● **Task instructions**:
Answer these questions using the Doom 3 Hierarchical-Z thread:
(a) How many quads per clock can NVidia's early Z reject?
(b) Which card does swaaye say lacks HierZ?
(c) According to ERP, what did early Z rely on to save bandwidth?

● **Selected passage**:
ATI Hierarchical-Z issue with Doom 3

Xmas · Aug 8, 2004

Mintmaster said:
For your card, we get over 25 Gpix/s for all AA settings, a few percent shy of 64 pixels per clock. That means Xmas is right. With 4xAA, NVidia can reject 256 samples per clock. I doubt they have this many Z-units, so does it mean NVidia has a form of HiZ as well? We saw a hint of this in another thread where pixels could only be rejected at a rapid rate when there is enough difference in Z value.

R420 can do 256 pixels per clock when Hi-Z is enabled, and thus 1024 samples when 4xAA is enabled, but only 32 samples per clock when HiZ is disabled, I think. It could be possible that ATI's early Z can do all samples in a quad at once as well. If not, this could definately be a big reason NV40 does so well in Quake3 even with AA.

Has anyone done benchmarks without shadows enabled? We could probably get a good idea of shading speed from that.

NVidia has a form of early Z, but no hierarchical Z AFAIK. It can reject up to 16 quads per clock.

I'm not sure about ATI's hierZ.

The big difference between the two (apart from the hierarchical buffer) is that ATI only stores one value, while NVidia uses both min and max, which, btw, is another very much Doom3-centric feature.

ERP · Aug 8, 2004

The big difference between the two (apart from the hierarchical buffer) is that ATI only stores one value, while NVidia uses both min and max, which, btw, is another very much Doom3-centric feature.

AFAIK this isn't exactly accurate, although it may have changed since I last saw low level docs on an NVidia chip. It's true that NVidia can determine the min and max of the samples, in the quad, but that's a side effect, rather than a design.

It used to be that the early Z was implemented the obvious way, relying on the Z Compression (which has some of the Z buffer on chip) to save the bandwidth. It's possible that this has changed in later chips.

swaaye · Aug 8, 2004

So, is the rest of HyperZ working? Z clear and Z compression? It would be interesting to compare a 8500 to a 9000. The 9000 doesn't have HeirZ, unlike the 8500.......see what it does in Doom3 (if you can even notice considering the general performance of those cards here anyway.)

Mintmaster · Aug 8, 2004

Chalnoth said:
I think it does, but I believe the thread showed that nVidia's optimizations gave more performance when surfaces were closer to one another, which seems a strange result indeed.

● **Given records**:
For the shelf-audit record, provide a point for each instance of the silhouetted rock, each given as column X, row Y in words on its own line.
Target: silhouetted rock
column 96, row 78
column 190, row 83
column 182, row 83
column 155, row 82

● **Solution to the problem**:
(a) Up to 16 quads per clock.
(b) The 9000.
(c) Z Compression.